+++ Excerpt

FREE FLIGHT DURATION
Louis Joyner, 4221 Old Leeds Rd., Birmingham AL 35213
LOCKED UP POWER
With all of the proposals being discussed for a new Slow Open Power event (SLOP), it might be useful to take a look at some of the ways that a power model can be controlled without the use of timer-actuated auto surfaces.
First, a quick refresher on the basic problem. Lift increases as a model goes faster. Lift is generally good, so wouldn't more lift be better? Not if it causes the model to loop.
The tendency of a model to loop (or at least nose up excessively) as its speed increases can be counteracted in several ways. The familiar tight spiral is, in effect, a sideways loop. It can keep the model from looping but it is not the most efficient way to adjust a model for maximum climb.
Another way to control the looping tendency is to decrease the decalage (the angular difference between wing and stabilizer). A popular trim from the 1950s used both wing and stab set at the same positive angle, effectively giving zero decalage. Often the right main wing panel was washed in (leading edge up) to give some slight amount of decalage.

++++++
+++ Extracted records

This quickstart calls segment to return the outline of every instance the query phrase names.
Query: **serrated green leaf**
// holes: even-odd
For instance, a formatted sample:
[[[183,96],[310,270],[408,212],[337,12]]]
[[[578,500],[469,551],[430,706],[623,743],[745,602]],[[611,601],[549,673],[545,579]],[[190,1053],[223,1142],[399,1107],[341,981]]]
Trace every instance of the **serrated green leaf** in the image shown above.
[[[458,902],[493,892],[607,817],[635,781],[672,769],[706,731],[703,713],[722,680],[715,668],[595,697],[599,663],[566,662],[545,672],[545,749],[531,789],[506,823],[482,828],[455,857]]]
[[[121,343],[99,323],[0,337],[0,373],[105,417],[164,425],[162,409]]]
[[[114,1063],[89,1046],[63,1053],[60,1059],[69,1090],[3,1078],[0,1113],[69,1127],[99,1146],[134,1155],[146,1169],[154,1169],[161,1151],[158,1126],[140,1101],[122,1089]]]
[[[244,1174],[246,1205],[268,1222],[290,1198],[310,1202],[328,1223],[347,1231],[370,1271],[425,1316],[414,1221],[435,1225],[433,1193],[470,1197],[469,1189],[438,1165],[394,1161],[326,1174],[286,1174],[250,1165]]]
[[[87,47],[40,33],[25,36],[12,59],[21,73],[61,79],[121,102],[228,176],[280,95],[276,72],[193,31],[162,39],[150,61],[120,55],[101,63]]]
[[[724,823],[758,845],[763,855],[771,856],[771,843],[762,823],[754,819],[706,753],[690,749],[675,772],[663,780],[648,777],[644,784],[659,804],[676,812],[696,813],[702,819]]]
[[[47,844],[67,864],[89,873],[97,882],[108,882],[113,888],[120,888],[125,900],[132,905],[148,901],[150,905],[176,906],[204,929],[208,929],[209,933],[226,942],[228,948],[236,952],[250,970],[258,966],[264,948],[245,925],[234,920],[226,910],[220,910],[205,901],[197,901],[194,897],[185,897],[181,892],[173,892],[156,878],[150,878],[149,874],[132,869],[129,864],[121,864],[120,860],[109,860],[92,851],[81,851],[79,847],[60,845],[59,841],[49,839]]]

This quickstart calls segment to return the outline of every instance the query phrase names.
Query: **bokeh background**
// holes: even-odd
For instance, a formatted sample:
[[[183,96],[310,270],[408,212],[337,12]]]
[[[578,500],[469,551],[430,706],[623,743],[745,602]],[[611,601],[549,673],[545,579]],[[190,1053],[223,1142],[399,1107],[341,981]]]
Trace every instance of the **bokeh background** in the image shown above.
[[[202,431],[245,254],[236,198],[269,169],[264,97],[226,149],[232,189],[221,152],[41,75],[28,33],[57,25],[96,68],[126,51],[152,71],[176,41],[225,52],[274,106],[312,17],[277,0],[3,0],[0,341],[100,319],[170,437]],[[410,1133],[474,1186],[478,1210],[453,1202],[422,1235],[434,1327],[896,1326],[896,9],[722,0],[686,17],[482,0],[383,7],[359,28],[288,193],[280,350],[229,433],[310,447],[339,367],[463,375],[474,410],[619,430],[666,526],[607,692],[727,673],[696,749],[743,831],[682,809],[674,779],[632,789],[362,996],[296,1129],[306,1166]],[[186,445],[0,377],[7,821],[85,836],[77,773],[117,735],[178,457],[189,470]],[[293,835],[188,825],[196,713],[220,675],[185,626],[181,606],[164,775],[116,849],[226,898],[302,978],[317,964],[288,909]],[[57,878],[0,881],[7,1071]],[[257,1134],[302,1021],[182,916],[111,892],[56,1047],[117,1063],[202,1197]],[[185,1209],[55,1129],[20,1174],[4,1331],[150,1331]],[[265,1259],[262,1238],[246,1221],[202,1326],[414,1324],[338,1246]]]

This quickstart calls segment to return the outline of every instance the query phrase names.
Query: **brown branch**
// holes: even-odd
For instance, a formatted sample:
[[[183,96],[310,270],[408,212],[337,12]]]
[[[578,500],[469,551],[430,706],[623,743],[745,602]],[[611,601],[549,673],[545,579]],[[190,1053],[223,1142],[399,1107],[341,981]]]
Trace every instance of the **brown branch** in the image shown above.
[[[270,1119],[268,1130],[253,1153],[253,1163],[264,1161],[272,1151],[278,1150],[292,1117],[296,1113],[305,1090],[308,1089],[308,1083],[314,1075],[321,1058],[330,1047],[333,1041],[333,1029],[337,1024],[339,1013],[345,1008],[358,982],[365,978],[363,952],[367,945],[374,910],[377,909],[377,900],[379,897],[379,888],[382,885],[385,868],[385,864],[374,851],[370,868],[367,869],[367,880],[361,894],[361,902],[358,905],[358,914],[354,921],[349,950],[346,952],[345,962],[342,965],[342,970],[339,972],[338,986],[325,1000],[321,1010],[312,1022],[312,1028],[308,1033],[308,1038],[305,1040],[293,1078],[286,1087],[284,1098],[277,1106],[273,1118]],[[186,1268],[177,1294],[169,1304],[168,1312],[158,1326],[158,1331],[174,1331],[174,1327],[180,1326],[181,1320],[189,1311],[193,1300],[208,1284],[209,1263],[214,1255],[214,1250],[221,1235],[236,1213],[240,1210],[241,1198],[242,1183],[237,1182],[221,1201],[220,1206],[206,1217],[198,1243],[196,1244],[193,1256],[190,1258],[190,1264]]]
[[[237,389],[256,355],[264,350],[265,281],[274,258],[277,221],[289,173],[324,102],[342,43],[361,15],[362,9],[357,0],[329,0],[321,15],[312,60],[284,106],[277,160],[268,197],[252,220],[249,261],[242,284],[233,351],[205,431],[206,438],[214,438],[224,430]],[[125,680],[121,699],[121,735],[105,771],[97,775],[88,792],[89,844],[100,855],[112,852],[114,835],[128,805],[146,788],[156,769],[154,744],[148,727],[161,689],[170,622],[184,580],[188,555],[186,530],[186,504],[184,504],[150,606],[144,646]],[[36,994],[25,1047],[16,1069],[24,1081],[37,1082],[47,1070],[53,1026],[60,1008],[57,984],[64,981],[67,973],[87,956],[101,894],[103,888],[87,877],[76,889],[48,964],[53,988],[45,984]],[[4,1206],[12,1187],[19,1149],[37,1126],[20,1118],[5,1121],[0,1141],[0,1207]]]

++++++

Decide whether each statement below agrees with the article on controlling power models. Answer yes or no for each, and quote the words of the article that settle it.
1. Lift increases as a model goes faster.
2. The tight spiral is the most efficient way to adjust a model for maximum climb.
3. A popular trim from the 1950s set the wing and stabilizer at the same positive angle.
The lines come from a source separate from the article.

Written answer
1. Yes: "Lift increases as a model goes faster."
2. No: "it is not the most efficient way to adjust a model for maximum climb."
3. Yes: "A popular trim from the 1950s used both wing and stab set at the same positive angle."